### About this task
Starting at the line that holds "# for each instance, mark", copy every line exactly through the end of the data, and no others.

Point localization data
+ + + +

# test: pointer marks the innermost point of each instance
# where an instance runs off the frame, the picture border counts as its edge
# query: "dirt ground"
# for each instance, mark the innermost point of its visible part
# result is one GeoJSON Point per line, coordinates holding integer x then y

+ + + +

### Response to the task
# for each instance, mark the innermost point of its visible part
# result is one GeoJSON Point per line, coordinates holding integer x then y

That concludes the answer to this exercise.